Source text Start Marker
July 1, 2014
PIKEVILLE, Ky. – The University of Pikeville-Kentucky College of Osteopathic Medicine recently announced the students selected to participate in this year’s summer research fellowship program.
Osteopathic medical students Jasmine Gray, Emily Broomell, Jason Ballenge, Chris Jarzabek, Andrew French and Dawn Neal are researching topics ranging from neurologic, mental health and cancer conditions to novel wound healing agents and pain management approaches.
The program encourages and gives students who are interested in research an opportunity to work with a mentor(s) to gain additional experience along with valuable insight into research and its potential contribution to patient care as they pursue their doctorate degree in osteopathic medicine and become well-rounded and trained future osteopathic physicians. Upon the successful completion of the program, students will receive a stipend for their work.
“Last year’s Student Summer Research Fellowship Program was a great achievement and we are pleased to offer it again in 2014,” said Peter Zajac, D.O., FACOFP, associate professor of family medicine and chair of the research committee. “The response to the program has been a positive one with an increase in the number of student applicants who expressed an interest in participating in this year’s summer program.”
Source text End Marker
#### Assigned task A
Decide whether each statement agrees with the fellowship announcement, answering yes or no and quoting the words that settle it: (i) Students who successfully complete the program receive a stipend. (ii) Fewer students applied this year than last year. (iii) Peter Zajac chairs the research committee.
#### Assigned task B
Please reproduce the fellowship announcement from "July 1, 2014" up to and including "pain management approaches.", changing "wound healing agents" to "tissue repair compounds".
These rows were drawn from a separate source.
Records supplied Start Marker
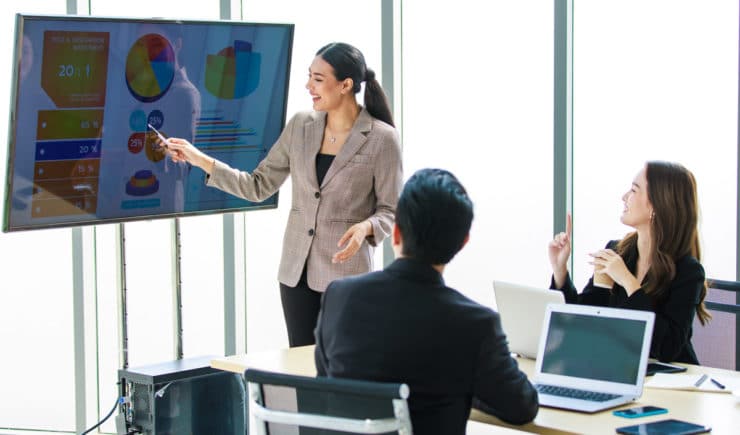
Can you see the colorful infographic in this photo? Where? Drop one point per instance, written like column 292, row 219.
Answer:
column 95, row 99
column 75, row 68
column 150, row 67
column 234, row 72
column 67, row 162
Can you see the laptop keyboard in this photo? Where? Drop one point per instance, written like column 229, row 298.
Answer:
column 574, row 393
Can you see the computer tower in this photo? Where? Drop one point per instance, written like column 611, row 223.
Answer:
column 181, row 397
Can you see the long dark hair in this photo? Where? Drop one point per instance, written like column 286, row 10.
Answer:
column 348, row 62
column 674, row 228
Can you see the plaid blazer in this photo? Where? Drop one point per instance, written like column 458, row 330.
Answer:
column 363, row 183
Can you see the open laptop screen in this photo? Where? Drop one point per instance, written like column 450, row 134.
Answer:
column 593, row 347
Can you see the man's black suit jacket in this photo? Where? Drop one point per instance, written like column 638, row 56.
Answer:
column 403, row 324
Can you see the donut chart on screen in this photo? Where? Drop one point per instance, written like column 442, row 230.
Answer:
column 150, row 67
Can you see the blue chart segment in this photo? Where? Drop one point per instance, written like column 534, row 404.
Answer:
column 150, row 67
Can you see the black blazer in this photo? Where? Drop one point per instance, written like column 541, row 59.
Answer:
column 403, row 324
column 674, row 310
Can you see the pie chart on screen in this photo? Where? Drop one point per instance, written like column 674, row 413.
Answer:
column 150, row 67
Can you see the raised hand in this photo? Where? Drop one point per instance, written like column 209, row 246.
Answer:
column 181, row 150
column 559, row 252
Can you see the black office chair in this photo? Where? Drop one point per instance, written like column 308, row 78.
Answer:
column 287, row 404
column 717, row 344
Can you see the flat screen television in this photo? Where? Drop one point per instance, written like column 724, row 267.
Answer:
column 88, row 94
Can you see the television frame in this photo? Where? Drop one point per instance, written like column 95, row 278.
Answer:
column 15, row 94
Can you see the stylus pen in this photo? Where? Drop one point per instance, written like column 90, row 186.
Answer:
column 701, row 380
column 715, row 382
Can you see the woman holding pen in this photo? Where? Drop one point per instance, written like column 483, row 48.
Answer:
column 344, row 160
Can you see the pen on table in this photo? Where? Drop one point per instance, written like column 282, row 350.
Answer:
column 715, row 382
column 701, row 380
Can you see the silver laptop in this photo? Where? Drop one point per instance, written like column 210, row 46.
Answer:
column 522, row 309
column 592, row 358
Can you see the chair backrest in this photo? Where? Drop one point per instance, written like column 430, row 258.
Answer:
column 288, row 404
column 717, row 344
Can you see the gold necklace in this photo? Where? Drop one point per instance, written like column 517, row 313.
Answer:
column 332, row 137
Records supplied End Marker
#### Task answer A
(i) Yes: "Upon the successful completion of the program, students will receive a stipend for their work."
(ii) No: "an increase in the number of student applicants"
(iii) Yes: "chair of the research committee"

#### Task answer B
July 1, 2014
PIKEVILLE, Ky. – The University of Pikeville-Kentucky College of Osteopathic Medicine recently announced the students selected to participate in this year’s summer research fellowship program.
Osteopathic medical students Jasmine Gray, Emily Broomell, Jason Ballenge, Chris Jarzabek, Andrew French and Dawn Neal are researching topics ranging from neurologic, mental health and cancer conditions to novel tissue repair compounds and pain management approaches.